• WHAT YOU WILL DO
Go through the lines below and copy any that hold the string "from".

Region pointing data
################

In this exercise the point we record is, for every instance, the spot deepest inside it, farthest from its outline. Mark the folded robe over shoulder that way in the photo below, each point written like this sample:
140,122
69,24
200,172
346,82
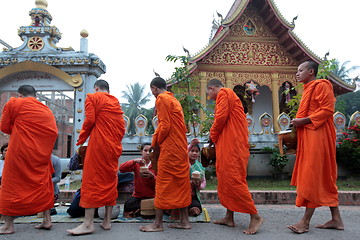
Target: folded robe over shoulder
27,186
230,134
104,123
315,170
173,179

################

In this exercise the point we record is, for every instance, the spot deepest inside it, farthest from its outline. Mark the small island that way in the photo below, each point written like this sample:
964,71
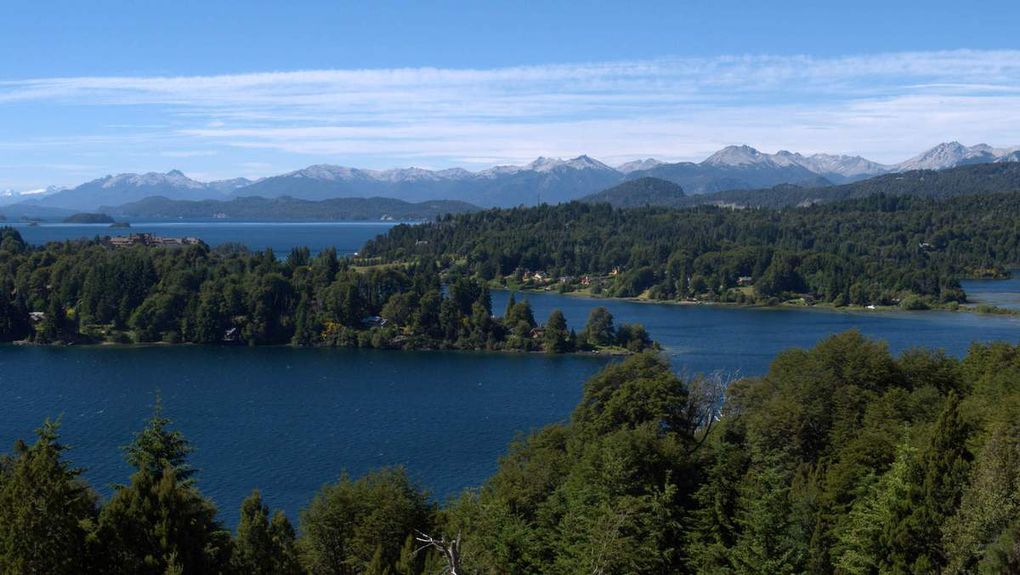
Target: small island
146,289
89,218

################

• EXERCISE RESULT
In this exercise the point we record is, for every instance, the spot deepest inside it, farthest from its outline. Mark the folded robe over shoulder that way in the photo below, each point written like this sample:
In this exercise the point we record is, for every instance, the spot deepest inside it, farthest from its outline. Mark the small island that way in the photo below, each point written like this sample:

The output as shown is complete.